[Opening Page extract section]
Analyzing and Engineering the Product Selectivity of a 2-Methylenebornane Synthase.

Terpenes constitute the largest class of natural products with more than 70 000 compounds. Many different terpenes find applications in the flavor and fragrance industry or can be used as fine chemicals or drugs. In some bacteria, noncanonical terpenes with 11 carbon atoms are synthesized via a GPP-C2-methyltransferase and the subsequent conversion of 2-methyl-GPP by certain terpene synthases into mainly 2-methylisoborneol and 2-methylenebornane. Many other C11-terpenes were reported as side products, but they are synthesized only in minor amounts by the bacterial C11-terpene biosynthesis pathway. To enable biotechnological synthesis of these largely unexplored natural products, we changed the product selectivity of the 2-methylenebornane synthase from Pseudomonas fluorescens by a semirational protein engineering approach. Active site amino acids with impact on the product selectivity were identified and variants with completely altered product spectra could be identified and characterized. The gathered data provide new insights into the structure-function relationship for C11-terpene synthases and demonstrate the production of formerly inaccessible noncanonical terpenes.

Expanding the Isoprenoid Building Block Repertoire with an IPP Methyltransferase from Streptomyces monomycini.

Many synthetic biology approaches aim at expanding the product diversity of enzymes or whole biosynthetic pathways. However, the chemical structure space of natural product forming routes is often restricted by the limited cellular availability of different starting intermediates. Although the terpene biosynthesis pathways are highly modular, their starting intermediates are almost exclusively the C5 units IPP and DMAPP. To amplify the possibilities of terpene biosynthesis through the modification of its building blocks, we identified and characterized a SAM-dependent methyltransferase converting IPP into a variety of C6 and C7 prenyl pyrophosphates. Heterologous expression in Escherichia coli not only extended the intracellular prenyl pyrophosphate spectrum with mono- or dimethylated IPP and DMAPP, but also enabled the biosynthesis of C11, C12, C16, and C17 prenyl pyrophosphates. We furthermore demonstrated the general high promiscuity of terpenoid biosynthesis pathways toward uncommon building blocks by the E. coli-based production of polymethylated C41, C42, and C43 carotenoids. Integration of the IPP methyltransferase in terpene synthesis pathways enables an expansion of the terpenoid structure space beyond the borders predetermined by the isoprene rule which indicates a restricted synthesis by condensation of C5 units.
[Closing Page extract section]
Assignment 1: In the terpene abstracts, which bacterium is the source of the 2-methylenebornane synthase that was engineered?
Assignment 2: Pick up the terpene abstracts after their final sentence and continue writing them.
[Opening Supplied records section]
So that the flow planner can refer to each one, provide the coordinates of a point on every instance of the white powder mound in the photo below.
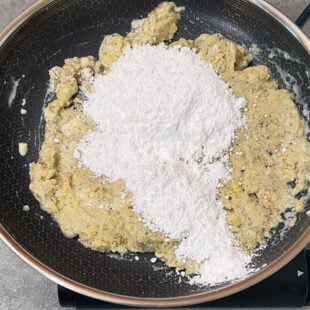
(165, 120)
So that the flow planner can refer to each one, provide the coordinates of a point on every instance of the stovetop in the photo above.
(289, 287)
(21, 287)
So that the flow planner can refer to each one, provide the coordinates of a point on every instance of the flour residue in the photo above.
(166, 122)
(12, 96)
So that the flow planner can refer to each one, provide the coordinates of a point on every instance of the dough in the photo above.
(269, 160)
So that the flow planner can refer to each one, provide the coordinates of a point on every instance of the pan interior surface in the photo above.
(62, 29)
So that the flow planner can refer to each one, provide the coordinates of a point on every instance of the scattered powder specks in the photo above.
(12, 95)
(165, 120)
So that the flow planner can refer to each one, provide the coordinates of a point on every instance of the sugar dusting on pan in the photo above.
(172, 171)
(12, 96)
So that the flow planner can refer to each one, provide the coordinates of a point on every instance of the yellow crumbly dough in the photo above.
(271, 152)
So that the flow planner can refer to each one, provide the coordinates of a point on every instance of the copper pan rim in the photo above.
(282, 260)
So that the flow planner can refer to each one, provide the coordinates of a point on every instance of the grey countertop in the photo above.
(21, 287)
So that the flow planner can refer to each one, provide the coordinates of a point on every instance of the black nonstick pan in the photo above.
(50, 31)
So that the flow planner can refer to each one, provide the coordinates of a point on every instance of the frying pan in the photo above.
(42, 37)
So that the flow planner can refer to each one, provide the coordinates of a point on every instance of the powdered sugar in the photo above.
(165, 122)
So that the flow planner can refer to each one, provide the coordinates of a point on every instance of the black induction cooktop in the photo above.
(289, 287)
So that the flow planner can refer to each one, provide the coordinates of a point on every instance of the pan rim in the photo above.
(300, 244)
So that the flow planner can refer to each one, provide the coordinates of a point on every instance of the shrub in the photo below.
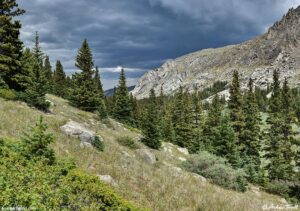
(128, 142)
(286, 189)
(34, 184)
(98, 144)
(217, 169)
(8, 94)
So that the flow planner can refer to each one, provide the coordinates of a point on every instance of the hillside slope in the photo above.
(159, 186)
(277, 49)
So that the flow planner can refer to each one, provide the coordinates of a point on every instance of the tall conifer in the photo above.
(151, 123)
(122, 107)
(59, 80)
(10, 44)
(250, 136)
(235, 104)
(85, 95)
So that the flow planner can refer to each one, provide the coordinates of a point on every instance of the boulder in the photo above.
(76, 129)
(147, 155)
(182, 159)
(201, 178)
(183, 150)
(108, 180)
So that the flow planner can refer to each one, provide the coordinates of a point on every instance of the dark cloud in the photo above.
(142, 34)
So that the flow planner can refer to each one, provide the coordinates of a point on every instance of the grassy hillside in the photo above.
(162, 186)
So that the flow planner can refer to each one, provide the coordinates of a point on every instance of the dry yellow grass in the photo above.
(158, 187)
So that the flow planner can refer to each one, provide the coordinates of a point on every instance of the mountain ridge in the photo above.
(278, 48)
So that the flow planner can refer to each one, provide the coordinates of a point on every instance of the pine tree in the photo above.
(151, 124)
(122, 107)
(279, 134)
(36, 81)
(212, 125)
(10, 44)
(235, 104)
(84, 94)
(59, 80)
(99, 83)
(167, 127)
(102, 110)
(136, 115)
(197, 117)
(48, 74)
(183, 120)
(250, 136)
(226, 144)
(289, 152)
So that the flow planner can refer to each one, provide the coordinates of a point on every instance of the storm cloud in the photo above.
(142, 34)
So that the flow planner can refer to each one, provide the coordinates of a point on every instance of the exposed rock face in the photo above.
(76, 129)
(147, 155)
(277, 49)
(108, 180)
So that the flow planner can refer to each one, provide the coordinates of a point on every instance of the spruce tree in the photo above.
(212, 125)
(48, 74)
(36, 81)
(151, 124)
(235, 104)
(197, 118)
(250, 136)
(84, 94)
(289, 152)
(226, 143)
(99, 83)
(183, 120)
(136, 115)
(101, 110)
(279, 133)
(167, 127)
(59, 80)
(122, 108)
(10, 44)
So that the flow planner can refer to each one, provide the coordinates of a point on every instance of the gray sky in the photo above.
(141, 34)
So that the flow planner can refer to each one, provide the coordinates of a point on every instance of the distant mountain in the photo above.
(110, 92)
(279, 48)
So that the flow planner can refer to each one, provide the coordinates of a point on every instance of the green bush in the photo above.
(286, 189)
(128, 142)
(35, 184)
(8, 94)
(217, 170)
(98, 144)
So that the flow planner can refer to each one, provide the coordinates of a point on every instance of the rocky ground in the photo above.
(150, 178)
(277, 49)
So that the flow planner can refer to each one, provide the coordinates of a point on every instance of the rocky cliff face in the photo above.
(279, 48)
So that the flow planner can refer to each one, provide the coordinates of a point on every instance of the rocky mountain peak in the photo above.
(279, 48)
(288, 28)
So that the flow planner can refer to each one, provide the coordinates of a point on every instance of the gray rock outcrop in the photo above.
(78, 130)
(147, 155)
(108, 180)
(279, 48)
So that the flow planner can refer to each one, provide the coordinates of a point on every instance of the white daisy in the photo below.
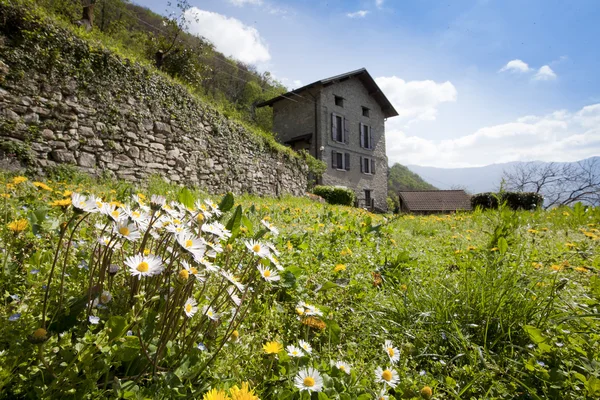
(294, 351)
(387, 376)
(190, 307)
(210, 313)
(140, 265)
(309, 379)
(305, 346)
(267, 274)
(343, 366)
(392, 352)
(127, 231)
(257, 248)
(270, 227)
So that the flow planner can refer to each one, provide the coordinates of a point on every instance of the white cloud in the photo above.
(516, 66)
(241, 3)
(545, 73)
(415, 100)
(358, 14)
(229, 35)
(558, 136)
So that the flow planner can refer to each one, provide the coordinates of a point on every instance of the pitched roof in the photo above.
(362, 74)
(436, 200)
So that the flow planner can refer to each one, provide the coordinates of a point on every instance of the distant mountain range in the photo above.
(473, 180)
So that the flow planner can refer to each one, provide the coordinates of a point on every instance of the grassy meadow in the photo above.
(110, 290)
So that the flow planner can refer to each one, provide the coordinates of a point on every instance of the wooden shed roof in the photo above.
(436, 200)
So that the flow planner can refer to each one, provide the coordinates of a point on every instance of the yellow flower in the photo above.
(215, 394)
(42, 185)
(339, 267)
(19, 179)
(18, 225)
(242, 394)
(272, 347)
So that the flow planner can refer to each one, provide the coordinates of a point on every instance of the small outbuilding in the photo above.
(434, 201)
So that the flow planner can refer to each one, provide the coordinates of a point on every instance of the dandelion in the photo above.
(140, 265)
(215, 394)
(190, 307)
(272, 347)
(343, 366)
(210, 313)
(294, 351)
(309, 379)
(305, 346)
(267, 274)
(387, 376)
(18, 225)
(391, 351)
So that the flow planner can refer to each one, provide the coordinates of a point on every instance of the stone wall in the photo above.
(64, 100)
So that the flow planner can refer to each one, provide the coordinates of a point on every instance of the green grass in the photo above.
(495, 304)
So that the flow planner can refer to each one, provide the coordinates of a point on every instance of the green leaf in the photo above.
(186, 197)
(227, 202)
(502, 245)
(116, 326)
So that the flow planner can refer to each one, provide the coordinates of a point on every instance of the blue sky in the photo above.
(475, 82)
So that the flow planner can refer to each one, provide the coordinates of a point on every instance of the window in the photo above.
(366, 138)
(340, 161)
(367, 165)
(339, 128)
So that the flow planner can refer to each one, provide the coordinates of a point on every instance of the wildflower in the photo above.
(339, 267)
(190, 307)
(242, 394)
(42, 186)
(391, 351)
(18, 225)
(387, 376)
(61, 203)
(309, 379)
(294, 351)
(140, 265)
(343, 366)
(210, 313)
(19, 179)
(257, 248)
(272, 347)
(305, 346)
(267, 274)
(127, 231)
(270, 227)
(215, 394)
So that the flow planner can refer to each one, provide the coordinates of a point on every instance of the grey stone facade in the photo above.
(129, 122)
(297, 116)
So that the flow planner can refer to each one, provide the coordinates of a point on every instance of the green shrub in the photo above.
(336, 195)
(514, 200)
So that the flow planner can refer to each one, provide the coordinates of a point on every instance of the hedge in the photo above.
(335, 195)
(514, 200)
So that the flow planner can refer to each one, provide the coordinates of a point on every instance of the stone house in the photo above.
(341, 121)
[Closing Supplied records section]
Result 1: Pseudomonas fluorescens

Result 2:
Heterologous expression of 2-methylisoborneol / 2 methylenebornane biosynthesis genes in Escherichia coli yields novel C11-terpenes.

The structural diversity of terpenoids is limited by the isoprene rule which states that all primary terpene synthase products derive from methyl-branched building blocks with five carbon atoms. With this study we discover a broad spectrum of novel terpenoids with eleven carbon atoms as byproducts of bacterial 2-methylisoborneol or 2-methylenebornane synthases. Both enzymes use 2-methyl-GPP as substrate, which is synthesized from GPP by the action of a methyltransferase. We used E. coli strains that heterologously produce different C11-terpene synthases together with the GPP methyltransferase and the mevalonate pathway enzymes. With this de novo approach, 35 different C11-terpenes could be produced. In addition to eleven known compounds, it was possible to detect 24 novel C11-terpenes which have not yet been described as terpene synthase products. Four of them, 3,4-dimethylcumene, 2-methylborneol and the two diastereomers of 2-methylcitronellol could be identified. Furthermore, we showed that an E. coli strain expressing the GPP-methyltransferase can produce the C16-terpene 6-methylfarnesol which indicates the condensation of 2-methyl-GPP and IPP to 6-methyl-FPP by the E. coli FPP-synthase. Our study demonstrates the broad range of unusual terpenes accessible by expression of GPP-methyltransferases and C11-terpene synthases in E. coli and provides an extended mechanism for C11-terpene synthases.